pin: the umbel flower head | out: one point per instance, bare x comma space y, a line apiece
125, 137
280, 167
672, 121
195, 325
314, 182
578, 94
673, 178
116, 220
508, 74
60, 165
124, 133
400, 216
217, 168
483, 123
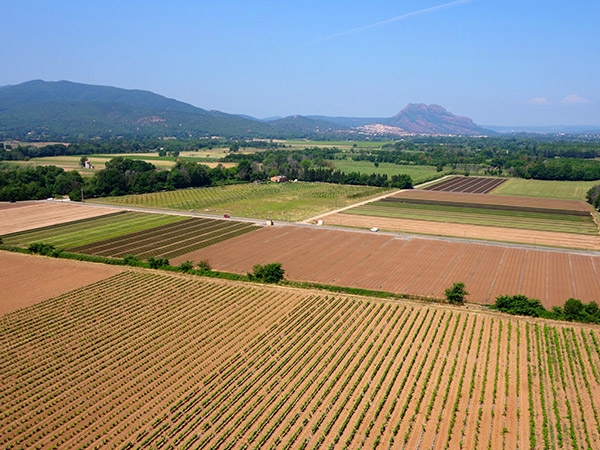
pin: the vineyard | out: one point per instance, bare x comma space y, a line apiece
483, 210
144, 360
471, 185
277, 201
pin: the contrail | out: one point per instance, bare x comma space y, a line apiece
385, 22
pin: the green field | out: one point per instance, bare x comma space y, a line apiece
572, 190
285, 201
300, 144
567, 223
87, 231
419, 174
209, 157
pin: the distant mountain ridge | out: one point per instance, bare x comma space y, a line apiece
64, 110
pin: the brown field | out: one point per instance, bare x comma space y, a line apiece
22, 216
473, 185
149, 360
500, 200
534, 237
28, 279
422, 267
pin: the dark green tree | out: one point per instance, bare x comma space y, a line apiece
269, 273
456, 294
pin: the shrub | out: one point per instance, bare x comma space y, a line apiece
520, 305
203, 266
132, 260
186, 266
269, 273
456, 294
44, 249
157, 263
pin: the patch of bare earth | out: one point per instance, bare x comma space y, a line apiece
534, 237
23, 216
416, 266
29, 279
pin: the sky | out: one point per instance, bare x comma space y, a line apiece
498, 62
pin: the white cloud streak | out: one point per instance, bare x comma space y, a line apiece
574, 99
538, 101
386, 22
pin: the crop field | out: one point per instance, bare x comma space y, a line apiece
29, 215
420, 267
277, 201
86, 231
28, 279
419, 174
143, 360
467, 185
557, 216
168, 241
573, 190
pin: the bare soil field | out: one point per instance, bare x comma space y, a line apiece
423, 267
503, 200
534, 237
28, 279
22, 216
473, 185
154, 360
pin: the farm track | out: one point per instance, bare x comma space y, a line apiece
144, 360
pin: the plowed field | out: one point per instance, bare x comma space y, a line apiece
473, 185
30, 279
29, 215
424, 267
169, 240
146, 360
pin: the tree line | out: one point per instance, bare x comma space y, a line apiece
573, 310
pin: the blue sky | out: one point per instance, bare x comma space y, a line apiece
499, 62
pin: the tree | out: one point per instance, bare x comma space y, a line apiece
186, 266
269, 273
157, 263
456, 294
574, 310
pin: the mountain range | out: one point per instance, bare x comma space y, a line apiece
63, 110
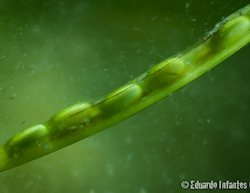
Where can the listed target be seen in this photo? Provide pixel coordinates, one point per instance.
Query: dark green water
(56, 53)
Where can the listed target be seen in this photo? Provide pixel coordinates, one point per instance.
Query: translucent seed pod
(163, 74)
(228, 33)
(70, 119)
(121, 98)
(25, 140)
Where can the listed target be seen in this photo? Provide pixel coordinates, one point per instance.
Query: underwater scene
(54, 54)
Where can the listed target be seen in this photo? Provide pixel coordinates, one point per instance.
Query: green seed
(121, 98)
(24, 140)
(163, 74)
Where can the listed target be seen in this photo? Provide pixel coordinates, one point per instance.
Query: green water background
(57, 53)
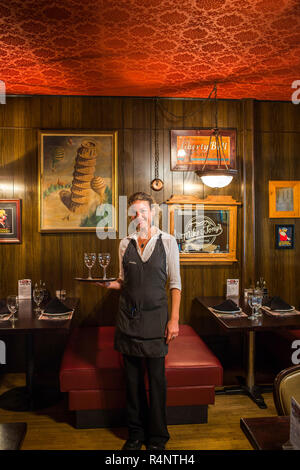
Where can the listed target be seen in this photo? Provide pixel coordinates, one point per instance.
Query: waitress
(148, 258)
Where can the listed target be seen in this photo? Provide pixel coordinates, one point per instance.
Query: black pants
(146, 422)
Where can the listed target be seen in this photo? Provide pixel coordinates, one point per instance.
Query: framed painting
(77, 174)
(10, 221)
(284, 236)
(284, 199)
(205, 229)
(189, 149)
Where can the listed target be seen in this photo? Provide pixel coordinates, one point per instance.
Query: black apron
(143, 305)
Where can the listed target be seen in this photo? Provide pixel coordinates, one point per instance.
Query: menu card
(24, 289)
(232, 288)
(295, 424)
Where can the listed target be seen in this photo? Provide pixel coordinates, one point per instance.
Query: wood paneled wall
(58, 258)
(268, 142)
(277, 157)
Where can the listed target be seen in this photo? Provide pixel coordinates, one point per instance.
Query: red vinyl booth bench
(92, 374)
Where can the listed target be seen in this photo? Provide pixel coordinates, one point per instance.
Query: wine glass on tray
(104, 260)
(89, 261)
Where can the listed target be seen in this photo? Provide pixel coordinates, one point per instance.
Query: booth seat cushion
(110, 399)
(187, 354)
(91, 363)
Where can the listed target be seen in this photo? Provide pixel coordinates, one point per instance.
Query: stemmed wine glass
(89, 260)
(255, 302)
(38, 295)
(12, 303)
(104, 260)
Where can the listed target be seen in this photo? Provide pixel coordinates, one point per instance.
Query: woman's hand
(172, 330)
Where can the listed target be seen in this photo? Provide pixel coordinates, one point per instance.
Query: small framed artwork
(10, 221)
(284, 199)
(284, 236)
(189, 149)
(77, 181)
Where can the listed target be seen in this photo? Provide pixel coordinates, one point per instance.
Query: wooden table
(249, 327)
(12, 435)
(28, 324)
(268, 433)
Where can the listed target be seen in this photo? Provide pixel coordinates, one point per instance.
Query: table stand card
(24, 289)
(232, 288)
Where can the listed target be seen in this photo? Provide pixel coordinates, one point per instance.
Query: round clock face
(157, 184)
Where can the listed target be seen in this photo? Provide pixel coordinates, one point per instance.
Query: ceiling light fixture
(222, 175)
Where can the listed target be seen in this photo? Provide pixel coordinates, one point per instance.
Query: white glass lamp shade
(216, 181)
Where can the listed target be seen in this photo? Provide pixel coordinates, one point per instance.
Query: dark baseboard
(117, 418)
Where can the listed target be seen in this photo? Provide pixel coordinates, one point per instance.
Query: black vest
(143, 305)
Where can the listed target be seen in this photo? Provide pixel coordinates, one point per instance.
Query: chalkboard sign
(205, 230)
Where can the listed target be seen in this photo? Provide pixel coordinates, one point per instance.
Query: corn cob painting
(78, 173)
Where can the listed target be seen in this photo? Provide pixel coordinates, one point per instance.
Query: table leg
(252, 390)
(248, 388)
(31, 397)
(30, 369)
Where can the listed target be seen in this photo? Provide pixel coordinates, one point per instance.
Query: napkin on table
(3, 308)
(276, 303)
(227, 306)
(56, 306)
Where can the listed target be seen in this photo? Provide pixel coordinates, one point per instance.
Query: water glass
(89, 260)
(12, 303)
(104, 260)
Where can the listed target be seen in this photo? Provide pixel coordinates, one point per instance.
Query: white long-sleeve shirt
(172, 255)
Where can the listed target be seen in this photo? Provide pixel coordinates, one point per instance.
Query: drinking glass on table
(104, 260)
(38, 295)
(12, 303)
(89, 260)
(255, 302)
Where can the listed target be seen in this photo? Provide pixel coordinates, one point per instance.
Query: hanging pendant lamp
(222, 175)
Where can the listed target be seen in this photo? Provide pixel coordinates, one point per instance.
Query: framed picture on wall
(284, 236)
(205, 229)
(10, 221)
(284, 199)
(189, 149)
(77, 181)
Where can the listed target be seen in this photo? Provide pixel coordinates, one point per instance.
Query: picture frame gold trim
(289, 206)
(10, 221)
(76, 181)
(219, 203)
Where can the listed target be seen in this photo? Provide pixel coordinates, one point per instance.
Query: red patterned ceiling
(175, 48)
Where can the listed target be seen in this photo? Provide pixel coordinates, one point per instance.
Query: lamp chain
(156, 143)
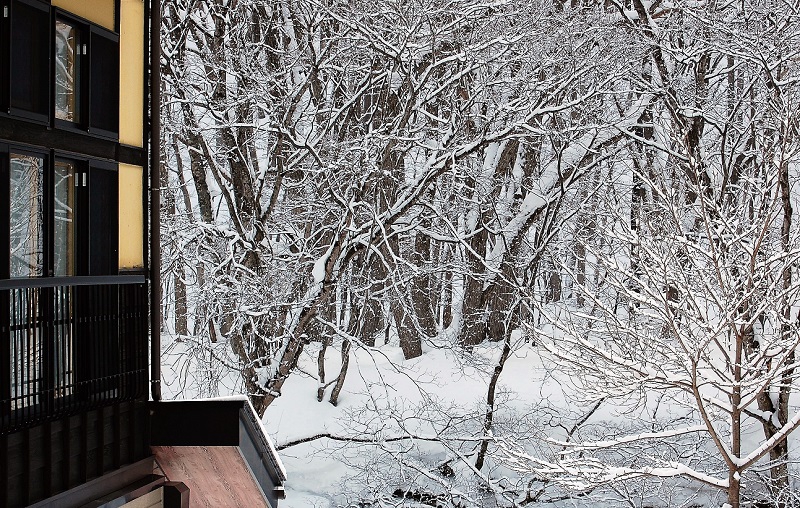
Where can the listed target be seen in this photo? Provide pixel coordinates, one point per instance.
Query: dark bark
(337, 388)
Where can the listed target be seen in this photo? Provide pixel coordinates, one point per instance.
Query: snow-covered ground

^^^^

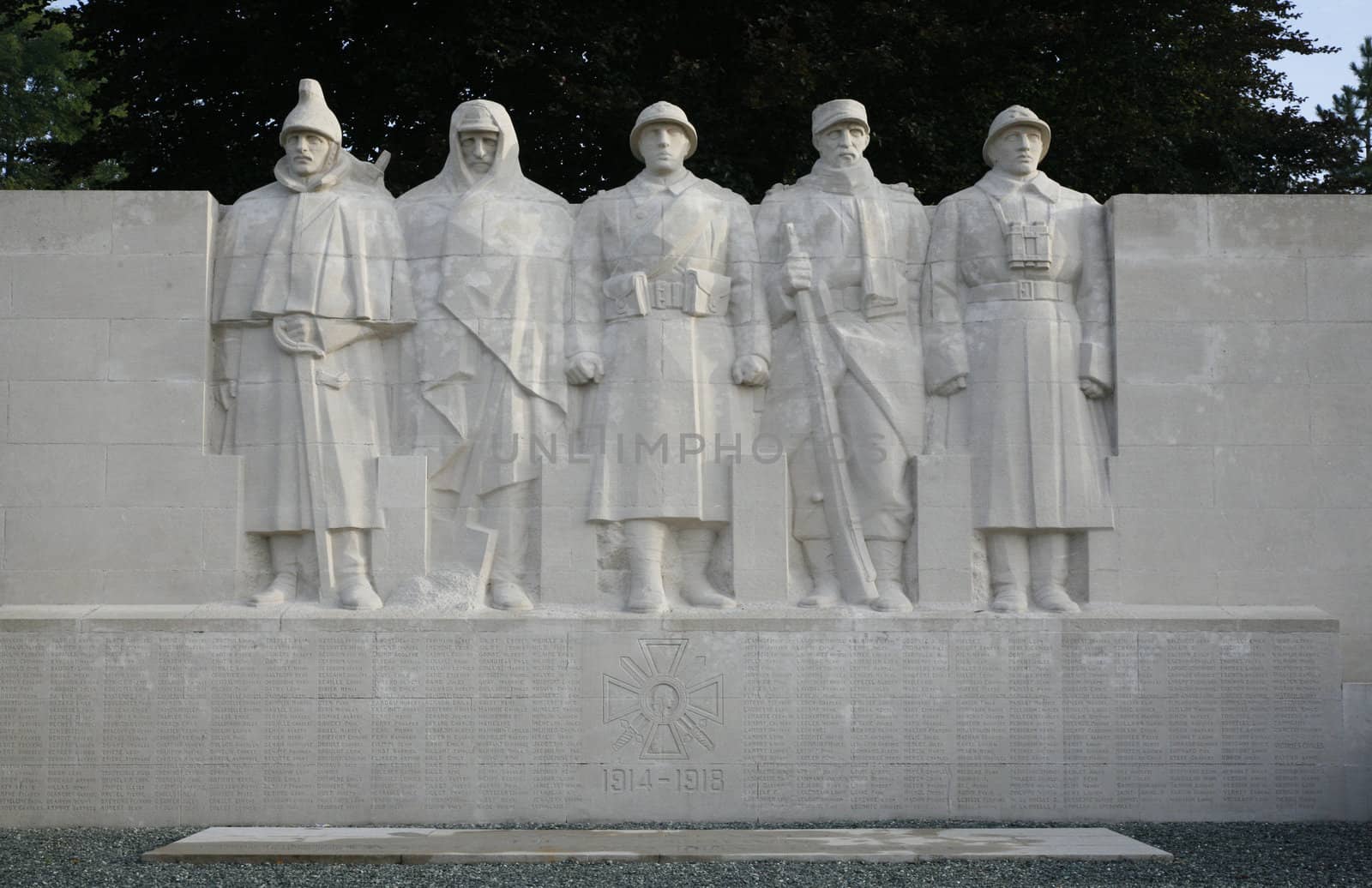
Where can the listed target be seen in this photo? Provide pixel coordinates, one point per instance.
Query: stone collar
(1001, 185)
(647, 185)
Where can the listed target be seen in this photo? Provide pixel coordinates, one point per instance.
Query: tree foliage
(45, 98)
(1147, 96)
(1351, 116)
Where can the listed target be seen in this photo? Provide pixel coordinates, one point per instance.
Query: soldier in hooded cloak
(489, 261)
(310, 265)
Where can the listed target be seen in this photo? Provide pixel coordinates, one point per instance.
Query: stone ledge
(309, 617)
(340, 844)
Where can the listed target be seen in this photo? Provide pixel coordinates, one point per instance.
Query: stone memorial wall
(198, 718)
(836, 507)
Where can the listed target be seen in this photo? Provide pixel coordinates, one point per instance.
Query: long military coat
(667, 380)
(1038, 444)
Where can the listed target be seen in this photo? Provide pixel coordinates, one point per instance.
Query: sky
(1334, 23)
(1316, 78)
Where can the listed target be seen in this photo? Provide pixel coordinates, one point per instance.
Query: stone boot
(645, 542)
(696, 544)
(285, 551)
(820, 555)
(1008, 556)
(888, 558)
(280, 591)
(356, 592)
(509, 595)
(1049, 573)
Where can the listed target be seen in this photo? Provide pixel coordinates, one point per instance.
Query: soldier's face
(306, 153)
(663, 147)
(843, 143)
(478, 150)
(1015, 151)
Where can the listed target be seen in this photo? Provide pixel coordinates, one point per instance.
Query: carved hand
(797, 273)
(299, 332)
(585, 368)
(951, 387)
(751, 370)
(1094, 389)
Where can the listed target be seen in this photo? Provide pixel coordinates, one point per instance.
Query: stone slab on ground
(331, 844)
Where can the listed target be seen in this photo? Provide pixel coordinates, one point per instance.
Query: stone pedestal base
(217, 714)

^^^^

◆ **WHAT TO WORK ON**: In the listing above, find the line containing "Query: dark bark" and the line containing "Query: snow-covered ground". Output them and every line between, exactly, and nothing else.

◆ **RESPONSE**:
Query: dark bark
(337, 388)
Where can the listed target be seen in this photo? Provide pixel coordinates, one point per instance.
Query: snow-covered ground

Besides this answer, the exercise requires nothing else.